▶ Exercise brief
Count lines holding the string "each" in the data that follows. Reply with one number only.

START Dataset content

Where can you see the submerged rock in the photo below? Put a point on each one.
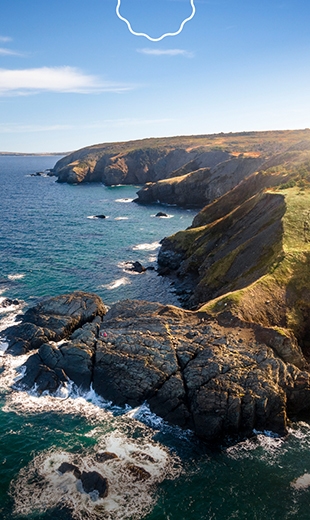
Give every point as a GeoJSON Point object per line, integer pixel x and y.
{"type": "Point", "coordinates": [105, 456]}
{"type": "Point", "coordinates": [67, 467]}
{"type": "Point", "coordinates": [93, 481]}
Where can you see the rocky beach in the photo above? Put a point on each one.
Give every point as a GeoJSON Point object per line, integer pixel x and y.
{"type": "Point", "coordinates": [229, 364]}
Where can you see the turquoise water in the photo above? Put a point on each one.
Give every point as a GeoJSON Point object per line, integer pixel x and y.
{"type": "Point", "coordinates": [48, 245]}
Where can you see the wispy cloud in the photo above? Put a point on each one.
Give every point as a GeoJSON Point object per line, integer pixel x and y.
{"type": "Point", "coordinates": [19, 128]}
{"type": "Point", "coordinates": [9, 52]}
{"type": "Point", "coordinates": [5, 39]}
{"type": "Point", "coordinates": [53, 79]}
{"type": "Point", "coordinates": [166, 52]}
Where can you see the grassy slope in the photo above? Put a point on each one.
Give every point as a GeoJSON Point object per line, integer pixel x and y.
{"type": "Point", "coordinates": [247, 143]}
{"type": "Point", "coordinates": [280, 297]}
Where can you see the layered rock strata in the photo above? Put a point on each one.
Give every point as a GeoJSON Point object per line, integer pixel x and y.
{"type": "Point", "coordinates": [214, 377]}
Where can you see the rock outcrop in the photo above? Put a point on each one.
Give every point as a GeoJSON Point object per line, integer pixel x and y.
{"type": "Point", "coordinates": [200, 187]}
{"type": "Point", "coordinates": [53, 320]}
{"type": "Point", "coordinates": [215, 377]}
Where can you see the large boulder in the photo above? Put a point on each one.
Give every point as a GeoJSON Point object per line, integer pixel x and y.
{"type": "Point", "coordinates": [216, 377]}
{"type": "Point", "coordinates": [53, 319]}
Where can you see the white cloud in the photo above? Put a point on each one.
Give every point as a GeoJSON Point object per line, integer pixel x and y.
{"type": "Point", "coordinates": [8, 52]}
{"type": "Point", "coordinates": [5, 39]}
{"type": "Point", "coordinates": [53, 79]}
{"type": "Point", "coordinates": [166, 52]}
{"type": "Point", "coordinates": [19, 128]}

END Dataset content

▶ Response for this exercise
9